→ **Document text**:
Biodynamic basics: Horn Silica – “Making your Garden Glow”

Biodynamic basics: bringing life to your soil
31st July 2019
Biodynamic Basics Biodynamic spray Equisetum (Field Horsetail)
11th May 2020
Biodynamic basics: bringing life to your soil
31st July 2019
Biodynamic Basics Biodynamic spray Equisetum (Field Horsetail)
11th May 2020

The biodynamic preparations (activators) are unique  – biodynamic turbochargers primarily responsible for the extra health and vitality of your plants and garden. To see for yourself, watch our video here

Horn silica, the ‘sunshine ‘ preparation, like its companion, the horn manure soil activator, is profoundly important and beneficial: made from a paste of ground quartz (silicon dioxide), buried in cow horns over summer, it helps plants maximise the sun’s energy (photosynthesis), grow strong and resilient  – a hallmark of biodynamic plants, and realise their full potential, including balanced growth, colour, aroma, flavour and nutritional quality.

Biodynamic gardeners everywhere who experience – and taste – its benefits for themselves would not be without their horn silica activator.

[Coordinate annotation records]
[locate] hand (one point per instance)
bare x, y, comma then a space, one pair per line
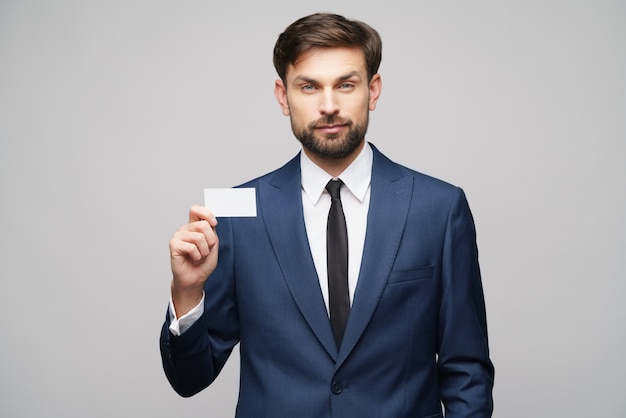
193, 257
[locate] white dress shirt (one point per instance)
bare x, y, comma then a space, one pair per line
355, 197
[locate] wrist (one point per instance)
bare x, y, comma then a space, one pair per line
185, 298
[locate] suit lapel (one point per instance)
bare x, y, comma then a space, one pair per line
390, 192
280, 201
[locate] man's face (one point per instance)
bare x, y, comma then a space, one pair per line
328, 98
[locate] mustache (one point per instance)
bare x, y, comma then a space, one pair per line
330, 120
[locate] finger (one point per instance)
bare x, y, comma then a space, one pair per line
186, 250
202, 244
199, 213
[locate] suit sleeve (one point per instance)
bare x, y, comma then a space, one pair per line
466, 373
193, 360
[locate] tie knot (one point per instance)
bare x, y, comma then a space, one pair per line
333, 188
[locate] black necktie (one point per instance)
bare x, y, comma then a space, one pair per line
337, 260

→ **Exercise set**:
a – Extract the passage of the horn silica article from "The biodynamic preparations" to "horn silica activator.", keeping every word unchanged.
b – According to the horn silica article, what is horn silica made from?

→ **Answers to the tasks**:
a –
The biodynamic preparations (activators) are unique  – biodynamic turbochargers primarily responsible for the extra health and vitality of your plants and garden. To see for yourself, watch our video here

Horn silica, the ‘sunshine ‘ preparation, like its companion, the horn manure soil activator, is profoundly important and beneficial: made from a paste of ground quartz (silicon dioxide), buried in cow horns over summer, it helps plants maximise the sun’s energy (photosynthesis), grow strong and resilient  – a hallmark of biodynamic plants, and realise their full potential, including balanced growth, colour, aroma, flavour and nutritional quality.

Biodynamic gardeners everywhere who experience – and taste – its benefits for themselves would not be without their horn silica activator.

b – It is made from a paste of ground quartz (silicon dioxide), buried in cow horns over summer.